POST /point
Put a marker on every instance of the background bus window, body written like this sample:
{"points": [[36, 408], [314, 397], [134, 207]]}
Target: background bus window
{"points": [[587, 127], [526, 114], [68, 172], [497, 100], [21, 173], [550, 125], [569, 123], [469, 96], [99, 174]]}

**Task brief**
Output the lines above exactly as they appear, with no changes.

**Complete answer**
POST /point
Put a marker on every instance of the background bus window, body written like this sample:
{"points": [[36, 408], [314, 397], [134, 207]]}
Target: background bus window
{"points": [[587, 127], [526, 114], [68, 172], [497, 100], [21, 173], [550, 125], [569, 123], [469, 96], [99, 174]]}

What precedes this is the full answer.